Exercise ▸
Leave out the pictures, and quote exactly the lines running from the one with "For every instance of the planter" through the last line of the entries below.

[Dataset rows]
* Begin *
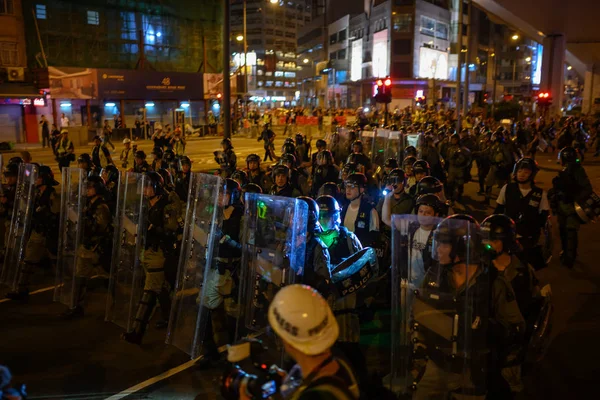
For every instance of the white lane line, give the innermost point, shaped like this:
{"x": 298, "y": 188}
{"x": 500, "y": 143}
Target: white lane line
{"x": 34, "y": 292}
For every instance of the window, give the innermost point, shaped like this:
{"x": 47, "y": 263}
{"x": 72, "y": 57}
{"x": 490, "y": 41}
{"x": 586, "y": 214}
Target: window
{"x": 9, "y": 54}
{"x": 441, "y": 30}
{"x": 40, "y": 11}
{"x": 402, "y": 47}
{"x": 6, "y": 7}
{"x": 402, "y": 23}
{"x": 427, "y": 26}
{"x": 93, "y": 18}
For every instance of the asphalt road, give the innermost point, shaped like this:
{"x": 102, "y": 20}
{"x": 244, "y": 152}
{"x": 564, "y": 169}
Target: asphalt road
{"x": 86, "y": 359}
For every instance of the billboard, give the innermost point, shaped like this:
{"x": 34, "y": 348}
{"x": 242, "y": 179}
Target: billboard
{"x": 433, "y": 63}
{"x": 356, "y": 61}
{"x": 380, "y": 54}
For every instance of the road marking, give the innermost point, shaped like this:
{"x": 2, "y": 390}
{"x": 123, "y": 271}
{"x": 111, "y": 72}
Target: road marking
{"x": 34, "y": 292}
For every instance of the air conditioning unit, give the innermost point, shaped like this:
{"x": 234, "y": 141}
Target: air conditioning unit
{"x": 15, "y": 74}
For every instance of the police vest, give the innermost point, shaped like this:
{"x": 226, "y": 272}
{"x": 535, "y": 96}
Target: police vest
{"x": 524, "y": 210}
{"x": 362, "y": 225}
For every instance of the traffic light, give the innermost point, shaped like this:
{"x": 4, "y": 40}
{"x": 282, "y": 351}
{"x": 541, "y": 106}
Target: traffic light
{"x": 383, "y": 90}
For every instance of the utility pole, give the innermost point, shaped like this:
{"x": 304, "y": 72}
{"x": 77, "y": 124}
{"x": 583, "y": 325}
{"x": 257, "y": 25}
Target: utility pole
{"x": 467, "y": 59}
{"x": 226, "y": 106}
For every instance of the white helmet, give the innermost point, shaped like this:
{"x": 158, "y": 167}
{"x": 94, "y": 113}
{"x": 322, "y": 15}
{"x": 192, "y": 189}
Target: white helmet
{"x": 302, "y": 318}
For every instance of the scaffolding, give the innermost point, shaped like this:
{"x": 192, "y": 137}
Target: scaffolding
{"x": 176, "y": 36}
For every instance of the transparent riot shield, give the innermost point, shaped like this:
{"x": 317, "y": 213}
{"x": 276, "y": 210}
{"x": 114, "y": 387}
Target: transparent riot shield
{"x": 393, "y": 146}
{"x": 368, "y": 140}
{"x": 73, "y": 200}
{"x": 126, "y": 273}
{"x": 380, "y": 143}
{"x": 189, "y": 314}
{"x": 273, "y": 250}
{"x": 440, "y": 293}
{"x": 20, "y": 226}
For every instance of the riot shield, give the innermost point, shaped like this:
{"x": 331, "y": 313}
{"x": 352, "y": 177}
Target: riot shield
{"x": 380, "y": 144}
{"x": 20, "y": 226}
{"x": 439, "y": 316}
{"x": 368, "y": 140}
{"x": 273, "y": 251}
{"x": 189, "y": 314}
{"x": 126, "y": 273}
{"x": 73, "y": 200}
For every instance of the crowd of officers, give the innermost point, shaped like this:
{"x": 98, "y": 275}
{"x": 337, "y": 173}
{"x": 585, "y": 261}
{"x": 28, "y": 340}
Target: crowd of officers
{"x": 351, "y": 198}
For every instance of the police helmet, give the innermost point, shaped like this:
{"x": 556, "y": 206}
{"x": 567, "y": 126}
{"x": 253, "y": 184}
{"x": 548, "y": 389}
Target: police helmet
{"x": 227, "y": 142}
{"x": 240, "y": 176}
{"x": 111, "y": 172}
{"x": 568, "y": 156}
{"x": 288, "y": 158}
{"x": 156, "y": 181}
{"x": 85, "y": 158}
{"x": 234, "y": 189}
{"x": 326, "y": 156}
{"x": 526, "y": 163}
{"x": 429, "y": 184}
{"x": 463, "y": 234}
{"x": 168, "y": 155}
{"x": 410, "y": 151}
{"x": 391, "y": 163}
{"x": 46, "y": 175}
{"x": 98, "y": 184}
{"x": 280, "y": 170}
{"x": 313, "y": 214}
{"x": 288, "y": 148}
{"x": 430, "y": 200}
{"x": 252, "y": 188}
{"x": 499, "y": 227}
{"x": 396, "y": 176}
{"x": 408, "y": 162}
{"x": 357, "y": 179}
{"x": 158, "y": 152}
{"x": 421, "y": 167}
{"x": 329, "y": 189}
{"x": 12, "y": 169}
{"x": 167, "y": 177}
{"x": 359, "y": 144}
{"x": 252, "y": 158}
{"x": 329, "y": 208}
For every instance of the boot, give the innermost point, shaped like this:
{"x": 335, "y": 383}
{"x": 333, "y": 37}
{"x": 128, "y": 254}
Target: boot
{"x": 142, "y": 317}
{"x": 164, "y": 299}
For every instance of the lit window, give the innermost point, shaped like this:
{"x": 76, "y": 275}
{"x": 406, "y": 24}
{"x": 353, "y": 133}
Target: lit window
{"x": 93, "y": 18}
{"x": 40, "y": 11}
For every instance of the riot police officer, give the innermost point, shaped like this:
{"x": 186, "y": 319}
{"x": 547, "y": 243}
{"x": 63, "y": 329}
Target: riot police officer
{"x": 42, "y": 243}
{"x": 161, "y": 227}
{"x": 255, "y": 174}
{"x": 226, "y": 159}
{"x": 182, "y": 179}
{"x": 110, "y": 175}
{"x": 158, "y": 162}
{"x": 324, "y": 172}
{"x": 281, "y": 182}
{"x": 95, "y": 251}
{"x": 140, "y": 166}
{"x": 526, "y": 204}
{"x": 571, "y": 185}
{"x": 359, "y": 215}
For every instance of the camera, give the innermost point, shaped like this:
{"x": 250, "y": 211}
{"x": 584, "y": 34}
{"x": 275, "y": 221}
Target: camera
{"x": 261, "y": 380}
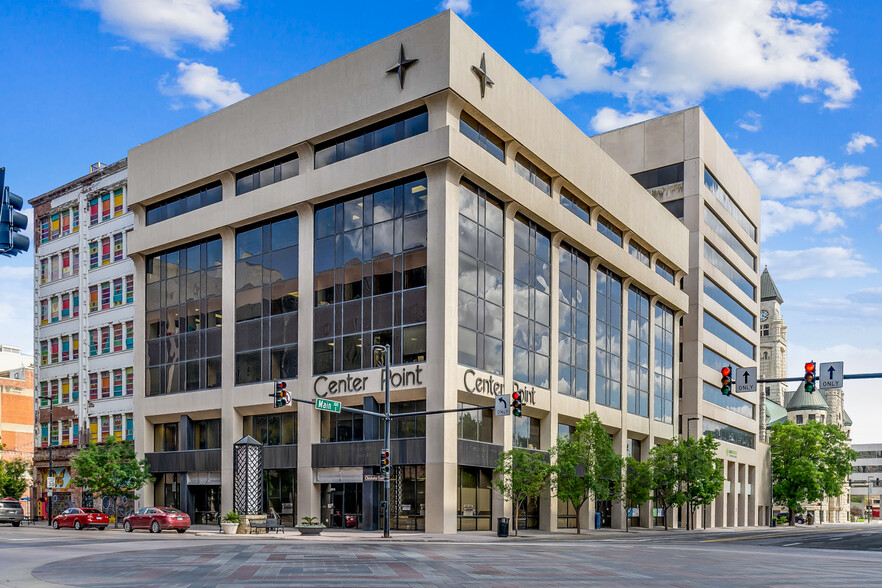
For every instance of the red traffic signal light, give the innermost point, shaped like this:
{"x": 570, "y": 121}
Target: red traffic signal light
{"x": 810, "y": 377}
{"x": 725, "y": 381}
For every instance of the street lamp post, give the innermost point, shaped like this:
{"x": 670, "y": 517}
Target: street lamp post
{"x": 49, "y": 516}
{"x": 387, "y": 351}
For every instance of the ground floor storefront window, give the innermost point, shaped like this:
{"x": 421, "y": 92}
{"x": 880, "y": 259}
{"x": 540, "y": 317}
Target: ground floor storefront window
{"x": 280, "y": 494}
{"x": 474, "y": 499}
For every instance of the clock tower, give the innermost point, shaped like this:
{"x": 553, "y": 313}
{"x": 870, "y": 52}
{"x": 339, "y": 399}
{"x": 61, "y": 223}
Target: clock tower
{"x": 773, "y": 340}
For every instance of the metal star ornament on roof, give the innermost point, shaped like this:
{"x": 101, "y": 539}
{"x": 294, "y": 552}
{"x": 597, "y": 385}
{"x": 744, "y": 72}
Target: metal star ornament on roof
{"x": 401, "y": 67}
{"x": 481, "y": 72}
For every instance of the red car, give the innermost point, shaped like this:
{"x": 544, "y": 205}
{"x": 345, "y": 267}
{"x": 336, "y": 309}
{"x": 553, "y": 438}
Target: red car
{"x": 157, "y": 519}
{"x": 80, "y": 518}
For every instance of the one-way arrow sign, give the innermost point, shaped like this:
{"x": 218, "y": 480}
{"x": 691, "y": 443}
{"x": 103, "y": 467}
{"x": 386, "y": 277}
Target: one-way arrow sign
{"x": 830, "y": 375}
{"x": 745, "y": 380}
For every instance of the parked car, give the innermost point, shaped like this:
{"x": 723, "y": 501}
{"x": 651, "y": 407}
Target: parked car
{"x": 157, "y": 519}
{"x": 80, "y": 518}
{"x": 11, "y": 512}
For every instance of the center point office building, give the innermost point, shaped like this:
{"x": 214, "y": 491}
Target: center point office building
{"x": 420, "y": 193}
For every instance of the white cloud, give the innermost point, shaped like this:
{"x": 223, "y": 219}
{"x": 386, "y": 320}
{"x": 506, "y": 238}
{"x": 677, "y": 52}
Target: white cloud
{"x": 164, "y": 26}
{"x": 608, "y": 119}
{"x": 461, "y": 7}
{"x": 811, "y": 181}
{"x": 671, "y": 53}
{"x": 751, "y": 121}
{"x": 859, "y": 143}
{"x": 205, "y": 86}
{"x": 826, "y": 263}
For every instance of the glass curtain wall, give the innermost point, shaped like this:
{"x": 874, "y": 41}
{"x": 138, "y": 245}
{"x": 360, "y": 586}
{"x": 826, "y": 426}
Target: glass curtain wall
{"x": 573, "y": 334}
{"x": 267, "y": 264}
{"x": 532, "y": 304}
{"x": 481, "y": 249}
{"x": 370, "y": 277}
{"x": 638, "y": 352}
{"x": 183, "y": 319}
{"x": 608, "y": 379}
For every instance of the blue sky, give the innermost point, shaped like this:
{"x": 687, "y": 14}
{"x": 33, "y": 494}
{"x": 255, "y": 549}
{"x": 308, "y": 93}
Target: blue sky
{"x": 792, "y": 85}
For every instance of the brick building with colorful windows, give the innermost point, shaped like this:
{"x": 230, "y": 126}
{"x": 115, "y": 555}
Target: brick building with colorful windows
{"x": 83, "y": 331}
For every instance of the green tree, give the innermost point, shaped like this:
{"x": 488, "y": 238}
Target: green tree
{"x": 111, "y": 469}
{"x": 13, "y": 476}
{"x": 808, "y": 462}
{"x": 702, "y": 472}
{"x": 521, "y": 475}
{"x": 586, "y": 465}
{"x": 637, "y": 485}
{"x": 664, "y": 463}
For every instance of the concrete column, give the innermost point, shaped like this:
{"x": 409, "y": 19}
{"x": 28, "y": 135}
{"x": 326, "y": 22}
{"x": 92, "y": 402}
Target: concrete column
{"x": 308, "y": 419}
{"x": 441, "y": 346}
{"x": 228, "y": 365}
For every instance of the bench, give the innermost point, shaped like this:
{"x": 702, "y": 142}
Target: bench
{"x": 269, "y": 523}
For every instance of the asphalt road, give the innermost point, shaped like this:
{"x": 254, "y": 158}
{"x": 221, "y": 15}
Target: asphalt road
{"x": 826, "y": 556}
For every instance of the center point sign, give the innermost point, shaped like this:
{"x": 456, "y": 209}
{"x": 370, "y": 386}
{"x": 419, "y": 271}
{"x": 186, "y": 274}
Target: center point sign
{"x": 367, "y": 382}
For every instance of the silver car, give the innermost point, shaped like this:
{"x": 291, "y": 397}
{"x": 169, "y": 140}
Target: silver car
{"x": 10, "y": 512}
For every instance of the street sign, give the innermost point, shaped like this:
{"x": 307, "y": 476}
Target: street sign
{"x": 745, "y": 380}
{"x": 327, "y": 405}
{"x": 830, "y": 375}
{"x": 503, "y": 405}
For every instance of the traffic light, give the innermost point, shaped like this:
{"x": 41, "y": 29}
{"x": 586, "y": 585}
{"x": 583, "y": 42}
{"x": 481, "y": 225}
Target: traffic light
{"x": 384, "y": 462}
{"x": 516, "y": 403}
{"x": 11, "y": 221}
{"x": 810, "y": 377}
{"x": 280, "y": 395}
{"x": 725, "y": 380}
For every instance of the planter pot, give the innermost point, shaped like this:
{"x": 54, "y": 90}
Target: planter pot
{"x": 310, "y": 529}
{"x": 229, "y": 528}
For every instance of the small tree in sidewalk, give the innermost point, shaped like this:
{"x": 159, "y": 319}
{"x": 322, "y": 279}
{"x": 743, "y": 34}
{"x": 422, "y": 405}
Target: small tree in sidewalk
{"x": 111, "y": 469}
{"x": 521, "y": 475}
{"x": 637, "y": 485}
{"x": 586, "y": 465}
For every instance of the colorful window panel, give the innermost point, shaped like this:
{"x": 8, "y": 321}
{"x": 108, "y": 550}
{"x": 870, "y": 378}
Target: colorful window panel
{"x": 105, "y": 384}
{"x": 93, "y": 386}
{"x": 65, "y": 264}
{"x": 93, "y": 298}
{"x": 117, "y": 292}
{"x": 105, "y": 340}
{"x": 105, "y": 295}
{"x": 117, "y": 382}
{"x": 117, "y": 203}
{"x": 117, "y": 247}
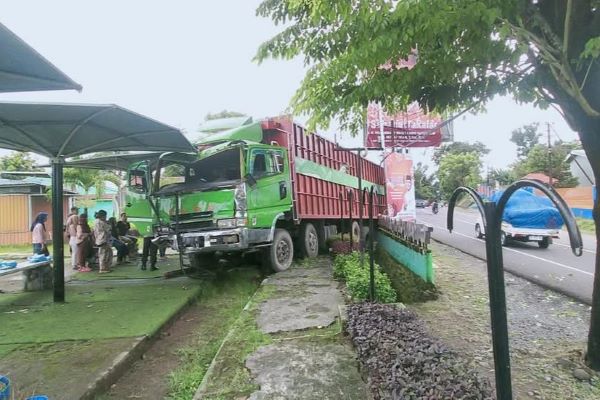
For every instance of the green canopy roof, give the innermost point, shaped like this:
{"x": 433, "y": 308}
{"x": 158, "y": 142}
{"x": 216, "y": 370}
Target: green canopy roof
{"x": 68, "y": 130}
{"x": 23, "y": 69}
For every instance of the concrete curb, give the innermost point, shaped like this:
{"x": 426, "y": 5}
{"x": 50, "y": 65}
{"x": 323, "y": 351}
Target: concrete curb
{"x": 572, "y": 294}
{"x": 118, "y": 367}
{"x": 124, "y": 360}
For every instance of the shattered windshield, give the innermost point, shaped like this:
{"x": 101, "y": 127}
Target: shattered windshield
{"x": 221, "y": 167}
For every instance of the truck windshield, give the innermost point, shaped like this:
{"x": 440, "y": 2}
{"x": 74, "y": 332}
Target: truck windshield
{"x": 219, "y": 168}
* End *
Written response ▸
For every instance of the planter pot, give the innermost point, shaped like this:
{"x": 54, "y": 90}
Target: planter pot
{"x": 310, "y": 529}
{"x": 229, "y": 528}
For every instance of the small tree in sidewalk, give the innermost point, shaped like this:
{"x": 159, "y": 319}
{"x": 322, "y": 279}
{"x": 743, "y": 34}
{"x": 422, "y": 405}
Target: small tree in sidewalk
{"x": 111, "y": 469}
{"x": 521, "y": 475}
{"x": 637, "y": 485}
{"x": 586, "y": 465}
For every instance of the colorful window panel, give the innermost point, shaped like this:
{"x": 8, "y": 321}
{"x": 108, "y": 550}
{"x": 870, "y": 378}
Target: colorful window panel
{"x": 105, "y": 384}
{"x": 93, "y": 386}
{"x": 65, "y": 264}
{"x": 93, "y": 298}
{"x": 117, "y": 292}
{"x": 105, "y": 340}
{"x": 105, "y": 295}
{"x": 117, "y": 382}
{"x": 117, "y": 203}
{"x": 117, "y": 247}
For every instance of the green canopy roof, give the innermost point, shaped like this:
{"x": 433, "y": 308}
{"x": 158, "y": 142}
{"x": 216, "y": 370}
Target: green canopy roof
{"x": 68, "y": 130}
{"x": 23, "y": 69}
For every instance of the concrete curb, give the innermost point, shaped like this:
{"x": 426, "y": 5}
{"x": 50, "y": 65}
{"x": 323, "y": 351}
Target: concrete curb
{"x": 572, "y": 294}
{"x": 118, "y": 367}
{"x": 124, "y": 360}
For every instance of the shattered windshield, give the innermost point, shaped like this:
{"x": 101, "y": 127}
Target: shattered windshield
{"x": 221, "y": 167}
For every instance of the truck windshield, give the innermost point, shaped like this:
{"x": 440, "y": 2}
{"x": 74, "y": 332}
Target: truck windshield
{"x": 219, "y": 168}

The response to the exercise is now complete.